→ **EXCERPTED TEXT**:
══════════════════════════════
Nicky Salapu (born September 13, 1980) is an American Samoan footballer who plays as a goalkeeper for PanSa East. He previously played for PanSa East from 2000 to 2008 and 2008 to 2011, then he left them to sign for Mitra Kukar in 2012. Salapu has played for them since 2013. He played in American Samoa's 31–0 loss to Australia, where he was the only player from the senior squad remaining after the rest of the squad was ruled ineligible due to holding Samoan, rather than US, passports.

Salapu played in the OFC FIFA World Cup Qualifications for World Cup 2002 and World Cup 2006. American Samoa lost all of these eight matches, and conceded 91 goals.

Salapu was the goalkeeper, under whom the American Samoa National Football Team registered their first ever official FIFA World Cup qualifiers win. After the game, Salapu said: "I feel like a champ right now. Finally I'm going to put the past behind me."

Club career 
Salapu played for PanSa East for eleven years, beginning in 2000 and terminating in 2011. In 2012 he went to play for Mitra Kukar, a club playing in the Indonesia Super League (ISL), which is a fully professional football competition as the top tier of the football league pyramid in Indonesia.
══════════════════════════════
→ **RECORD LIST**:
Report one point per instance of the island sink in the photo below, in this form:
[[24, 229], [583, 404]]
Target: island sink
══════════════════════════════
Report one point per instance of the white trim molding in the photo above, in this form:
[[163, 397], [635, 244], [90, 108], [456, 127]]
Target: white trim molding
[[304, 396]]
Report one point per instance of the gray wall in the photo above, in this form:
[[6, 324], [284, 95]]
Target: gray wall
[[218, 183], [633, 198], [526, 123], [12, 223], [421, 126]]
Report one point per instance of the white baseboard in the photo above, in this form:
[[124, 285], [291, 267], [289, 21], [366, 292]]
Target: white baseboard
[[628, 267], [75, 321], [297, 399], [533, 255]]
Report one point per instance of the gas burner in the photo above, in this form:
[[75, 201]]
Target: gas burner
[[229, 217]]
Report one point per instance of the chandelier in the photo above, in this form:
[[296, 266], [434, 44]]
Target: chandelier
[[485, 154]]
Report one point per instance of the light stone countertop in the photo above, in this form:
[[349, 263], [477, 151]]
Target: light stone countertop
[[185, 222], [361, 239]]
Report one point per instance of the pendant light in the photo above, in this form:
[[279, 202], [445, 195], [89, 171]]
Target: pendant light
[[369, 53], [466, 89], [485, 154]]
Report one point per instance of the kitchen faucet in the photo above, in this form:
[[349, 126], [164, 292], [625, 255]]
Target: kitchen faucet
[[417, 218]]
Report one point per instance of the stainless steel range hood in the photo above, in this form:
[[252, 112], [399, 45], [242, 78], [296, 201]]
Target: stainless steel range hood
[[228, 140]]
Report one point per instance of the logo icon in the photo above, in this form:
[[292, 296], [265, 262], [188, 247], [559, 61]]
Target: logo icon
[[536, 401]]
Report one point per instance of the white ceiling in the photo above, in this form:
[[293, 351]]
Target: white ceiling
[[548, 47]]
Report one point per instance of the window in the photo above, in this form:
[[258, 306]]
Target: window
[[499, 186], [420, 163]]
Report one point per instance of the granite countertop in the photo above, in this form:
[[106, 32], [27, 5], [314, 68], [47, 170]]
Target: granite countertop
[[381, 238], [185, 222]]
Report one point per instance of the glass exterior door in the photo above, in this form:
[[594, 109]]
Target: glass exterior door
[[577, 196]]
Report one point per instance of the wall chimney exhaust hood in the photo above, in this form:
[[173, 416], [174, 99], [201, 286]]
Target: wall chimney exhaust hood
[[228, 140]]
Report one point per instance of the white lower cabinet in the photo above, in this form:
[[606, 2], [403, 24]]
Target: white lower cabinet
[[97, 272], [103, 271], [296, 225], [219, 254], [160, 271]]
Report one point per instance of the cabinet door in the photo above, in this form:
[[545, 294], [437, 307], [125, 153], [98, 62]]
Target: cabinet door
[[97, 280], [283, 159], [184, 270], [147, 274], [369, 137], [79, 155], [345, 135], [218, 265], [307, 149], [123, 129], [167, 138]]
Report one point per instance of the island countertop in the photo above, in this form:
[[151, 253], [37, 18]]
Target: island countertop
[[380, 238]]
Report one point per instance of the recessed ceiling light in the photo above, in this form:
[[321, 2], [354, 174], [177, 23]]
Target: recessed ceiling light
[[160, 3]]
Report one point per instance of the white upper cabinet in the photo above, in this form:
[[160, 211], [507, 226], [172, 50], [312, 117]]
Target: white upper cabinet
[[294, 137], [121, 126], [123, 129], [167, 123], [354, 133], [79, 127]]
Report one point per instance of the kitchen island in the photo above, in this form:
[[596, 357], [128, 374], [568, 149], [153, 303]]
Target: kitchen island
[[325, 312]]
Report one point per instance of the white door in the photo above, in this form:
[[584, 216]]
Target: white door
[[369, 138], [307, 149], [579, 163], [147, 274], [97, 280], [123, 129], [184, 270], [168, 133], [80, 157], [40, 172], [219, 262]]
══════════════════════════════
→ **DIRECTIONS**: Extend the text about goalkeeper Nicky Salapu, picking up after its last sentence. The rows have nothing to do with what comes next.

→ **RESPONSE FOR THIS EXERCISE**:
International career 
Salapu conceded 31 goals to Australia in a World Cup qualifying match on April 11, 2001, and the score Australia 31–0 American Samoa still counts as the official world record.

In 2007, Salapu missed his flight from Hawaii to the South Pacific Games in Samoa. Because he could not make it on time, he was replaced by the 17-year-old Jordan Penitusi. He was not eligible to play until he arrived for the last match of American Samoa in the South Pacific Games with Tonga, but there he was an unused substitute. In November 2011, Salapu was the goalkeeper when American Samoa won its first ever full FIFA match, a 2–1 win over Tonga during the first round of the OFC qualifiers for the 2014 FIFA World Cup. In 2015, he was called up as substitute goalkeeper for the 2018 World Cup Qualifiers. 

He represented American Samoa at the 2019 Pacific Games in Apia. Salapu has been selected for the American Samoan team at the 2023 Pacific Games in Honiara.

Career statistics

International

See also
Next Goal Wins (2014 film)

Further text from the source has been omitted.